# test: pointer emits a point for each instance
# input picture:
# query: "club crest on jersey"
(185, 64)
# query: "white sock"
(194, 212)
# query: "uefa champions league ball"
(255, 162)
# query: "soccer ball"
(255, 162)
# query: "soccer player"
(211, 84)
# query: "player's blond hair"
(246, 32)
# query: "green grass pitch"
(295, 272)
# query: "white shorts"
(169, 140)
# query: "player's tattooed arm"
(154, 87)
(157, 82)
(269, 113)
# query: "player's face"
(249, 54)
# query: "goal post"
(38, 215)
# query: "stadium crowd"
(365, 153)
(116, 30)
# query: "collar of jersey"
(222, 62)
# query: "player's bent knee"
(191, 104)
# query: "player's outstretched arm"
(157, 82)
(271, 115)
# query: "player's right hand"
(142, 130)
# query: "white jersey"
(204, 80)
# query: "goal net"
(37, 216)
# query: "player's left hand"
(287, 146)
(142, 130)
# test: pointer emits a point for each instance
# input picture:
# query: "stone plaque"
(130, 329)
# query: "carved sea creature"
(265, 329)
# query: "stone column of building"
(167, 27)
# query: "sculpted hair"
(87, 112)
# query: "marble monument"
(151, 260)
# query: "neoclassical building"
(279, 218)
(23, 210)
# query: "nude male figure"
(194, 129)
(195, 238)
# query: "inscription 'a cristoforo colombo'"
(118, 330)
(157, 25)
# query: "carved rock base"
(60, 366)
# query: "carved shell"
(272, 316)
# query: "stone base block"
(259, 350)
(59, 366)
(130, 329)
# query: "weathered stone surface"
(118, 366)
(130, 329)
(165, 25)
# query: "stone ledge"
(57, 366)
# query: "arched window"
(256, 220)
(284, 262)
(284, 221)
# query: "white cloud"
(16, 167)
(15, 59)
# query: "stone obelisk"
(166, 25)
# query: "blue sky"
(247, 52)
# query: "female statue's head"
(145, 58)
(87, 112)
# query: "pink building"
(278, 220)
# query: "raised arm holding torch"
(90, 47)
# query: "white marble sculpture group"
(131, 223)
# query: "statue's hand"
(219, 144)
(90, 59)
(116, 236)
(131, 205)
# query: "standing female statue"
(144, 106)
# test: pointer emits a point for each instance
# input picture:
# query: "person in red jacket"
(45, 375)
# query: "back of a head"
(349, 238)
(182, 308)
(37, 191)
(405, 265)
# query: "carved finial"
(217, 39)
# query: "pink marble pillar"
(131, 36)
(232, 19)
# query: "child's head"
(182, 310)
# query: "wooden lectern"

◆ Work item ◆
Print each entry exactly as it appears above.

◆ Final answer ◆
# test: pointer emits a point for each instance
# input picture:
# query: "club crest on jersey"
(185, 64)
# query: "white sock"
(194, 212)
# query: "uefa champions league ball"
(255, 162)
# query: "soccer ball"
(255, 162)
# query: "soccer player"
(211, 84)
# query: "player's blond hair"
(246, 32)
# query: "green grass pitch"
(295, 272)
# query: "white shorts"
(169, 140)
# query: "player's tattooed arm"
(154, 87)
(157, 82)
(269, 113)
# query: "player's face"
(249, 54)
# query: "goal post"
(38, 215)
# query: "stadium crowd"
(365, 153)
(116, 30)
# query: "collar of jersey"
(222, 62)
# query: "player's bent knee"
(191, 104)
# query: "player's outstretched arm"
(157, 82)
(271, 115)
# query: "player's right hand"
(142, 130)
# query: "white jersey"
(204, 80)
# query: "goal net"
(37, 216)
# query: "player's left hand"
(287, 146)
(142, 130)
# test: pointer emits a point for each instance
# input picture:
# query: "stone plaque"
(130, 329)
# query: "carved sea creature"
(265, 329)
# query: "stone column of building"
(167, 27)
# query: "sculpted hair"
(87, 112)
# query: "marble monument"
(151, 260)
# query: "neoclassical building"
(279, 218)
(23, 210)
# query: "nude male figure"
(194, 129)
(195, 238)
# query: "inscription 'a cristoforo colombo'"
(118, 330)
(157, 25)
# query: "carved rock base"
(60, 366)
# query: "carved shell"
(272, 316)
# query: "stone base block"
(259, 350)
(59, 366)
(130, 329)
# query: "weathered stone surface"
(118, 366)
(130, 329)
(165, 25)
# query: "stone ledge"
(57, 366)
# query: "arched window"
(256, 220)
(284, 262)
(284, 221)
# query: "white cloud"
(16, 167)
(15, 59)
# query: "stone obelisk"
(166, 25)
# query: "blue sky"
(247, 52)
# query: "female statue's head"
(145, 58)
(87, 112)
# query: "pink building"
(278, 220)
# query: "raised arm holding torch"
(90, 47)
# query: "white marble sculpture group"
(131, 223)
# query: "statue's hand"
(219, 144)
(90, 59)
(116, 236)
(131, 205)
# query: "standing female statue"
(144, 106)
# test: pointer emits a point for each instance
# input picture:
# query: "person in red jacket"
(45, 375)
# query: "back of a head"
(349, 238)
(182, 308)
(37, 191)
(405, 265)
# query: "carved finial"
(217, 39)
# query: "pink marble pillar"
(131, 36)
(232, 19)
# query: "child's head"
(182, 310)
# query: "wooden lectern"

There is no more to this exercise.